> Set exercise: Reproduce the histogram code below between "using namespace std;" and "const char *unit)", inclusive.

> Text extract:

▼

ClassImp(MHEffOnTime);

using namespace std;

// --------------------------------------------------------------------------
//
// Default Constructor. It sets the name of the variable ("Time" or "Theta")
//                      and the units of the variable ("[s]" or "[\\circ])")
//
MHEffOnTime::MHEffOnTime(const char *varname, const char *unit)
    : fHEffOn(), fHProb(), fHLambda(), fHRdead()
{
    fVarname  = varname;
    fUnit     = unit;

    TString strg = fVarname + " " + fUnit;

    //
    //   set the name and title of this object
    //
    fName  = TString("MHEffOnTime-")+fVarname;
    fTitle = "1-D histogram of Eff On Time";

    // effective on time versus Var
    fHEffOn.SetName("EffOn");
    fHEffOn.SetTitle(TString("T_{on, eff} vs. ")+fVarname);

    fHEffOn.SetDirectory(NULL);

    fHEffOn.SetXTitle(strg);
    fHEffOn.SetYTitle("T_{on, eff} [s]");

    // chi2-probability versus Var
    fHProb.SetName("Chi2-prob");
    TString strg3("\\chi^{2}-prob of OnTimeFit vs. ");
    strg3 += fVarname;
    fHProb.SetTitle(strg3);

    fHProb.SetDirectory(NULL);

    fHProb.SetXTitle(strg);
    fHProb.SetYTitle("\\chi^{2}-probability");

    // lambda versus Var
    fHLambda.SetName("lambda");
    fHLambda.SetTitle(TString("\\lambda from OnTimeFit vs. ")+fVarname);

    fHLambda.SetDirectory(NULL);

    fHLambda.SetXTitle(strg);
    fHLambda.SetYTitle("\\lambda [Hz]");

    // Rdead versus Var
    // Rdead is the fraction from real time lost by the dead time
    fHRdead.SetName("Rdead");

    fHRdead.SetTitle(TString("Rdead of OnTimeFit vs. ")+fVarname);

    fHRdead.SetDirectory(NULL);

    fHRdead.SetXTitle(strg);
    fHRdead.SetYTitle("Rdead");

}

// --------------------------------------------------------------------
//
//  determine range (yq[0], yq[1]) of time differences
//  where fit should be performed;
//  require a fraction >=min of all entries to lie below yq[0]
//      and a fraction <=max of all entries to lie below yq[1];
//  within the range (yq[0], yq[1]) there must be no empty bin;
//
void MHEffOnTime::GetQuantiles(const TH1 &h, Double_t min, Double_t max, Double_t yq[2]) const
{
#if ROOT_VERSION_CODE < ROOT_VERSION(3,02,07)

▲

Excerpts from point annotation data
▼

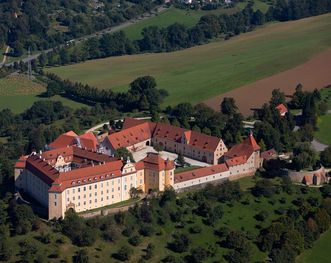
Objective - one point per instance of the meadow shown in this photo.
(324, 122)
(215, 68)
(18, 93)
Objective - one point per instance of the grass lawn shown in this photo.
(212, 69)
(18, 93)
(324, 129)
(320, 252)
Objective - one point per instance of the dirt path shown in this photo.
(315, 73)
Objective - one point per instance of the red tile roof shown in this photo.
(169, 132)
(236, 161)
(250, 140)
(20, 164)
(155, 162)
(130, 136)
(64, 140)
(131, 122)
(200, 172)
(104, 167)
(282, 109)
(268, 155)
(195, 139)
(204, 142)
(87, 140)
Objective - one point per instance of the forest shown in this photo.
(178, 36)
(42, 24)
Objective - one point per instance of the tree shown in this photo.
(326, 157)
(322, 219)
(180, 243)
(81, 257)
(303, 156)
(228, 106)
(124, 154)
(277, 98)
(124, 253)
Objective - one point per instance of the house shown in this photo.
(137, 134)
(282, 109)
(87, 140)
(80, 179)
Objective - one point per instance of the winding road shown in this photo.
(113, 29)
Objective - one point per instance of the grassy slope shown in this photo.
(324, 126)
(324, 122)
(18, 93)
(212, 69)
(320, 252)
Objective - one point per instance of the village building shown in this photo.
(82, 180)
(137, 134)
(75, 174)
(282, 109)
(87, 141)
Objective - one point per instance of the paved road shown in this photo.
(318, 146)
(5, 56)
(99, 33)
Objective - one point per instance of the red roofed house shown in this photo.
(137, 134)
(87, 140)
(72, 177)
(243, 159)
(282, 109)
(201, 176)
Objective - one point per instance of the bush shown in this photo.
(134, 241)
(123, 254)
(195, 229)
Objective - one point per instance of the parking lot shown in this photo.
(165, 155)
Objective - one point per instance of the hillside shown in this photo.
(214, 68)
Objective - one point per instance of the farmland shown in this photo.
(18, 93)
(213, 68)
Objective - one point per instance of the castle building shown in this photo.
(137, 134)
(80, 179)
(74, 174)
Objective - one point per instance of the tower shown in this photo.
(29, 65)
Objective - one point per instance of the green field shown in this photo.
(215, 68)
(18, 93)
(320, 252)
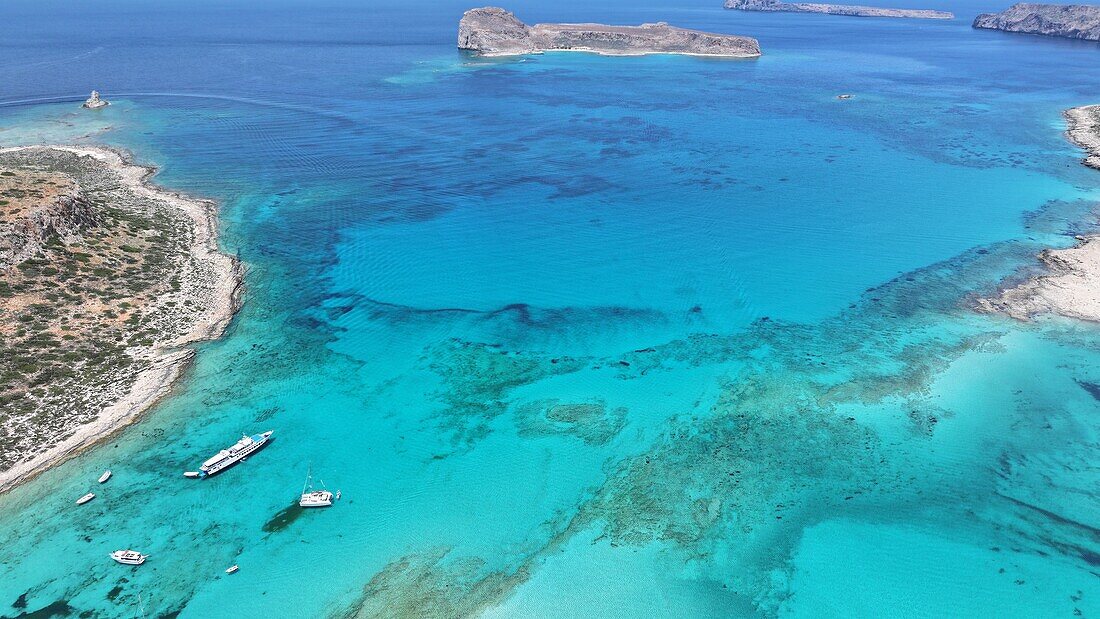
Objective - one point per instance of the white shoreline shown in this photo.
(1070, 287)
(612, 54)
(168, 358)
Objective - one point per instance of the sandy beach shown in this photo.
(211, 280)
(1070, 287)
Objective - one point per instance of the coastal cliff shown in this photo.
(1069, 21)
(492, 31)
(1070, 287)
(777, 6)
(105, 280)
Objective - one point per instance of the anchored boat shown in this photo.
(129, 556)
(237, 452)
(311, 497)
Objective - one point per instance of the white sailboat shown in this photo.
(129, 556)
(311, 497)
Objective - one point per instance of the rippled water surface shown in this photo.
(580, 335)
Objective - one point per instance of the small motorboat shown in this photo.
(129, 556)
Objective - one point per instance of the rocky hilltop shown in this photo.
(105, 282)
(495, 32)
(836, 9)
(1070, 21)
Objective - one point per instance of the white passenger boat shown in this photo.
(311, 497)
(129, 556)
(237, 452)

▲

> Expected output:
using namespace std;

// --------------------------------------------------------------------------
//
// Default Constructor. It sets the name of the variable ("Time" or "Theta")
//                      and the units of the variable ("[s]" or "[\\circ])")
//
MHEffOnTime::MHEffOnTime(const char *varname, const char *unit)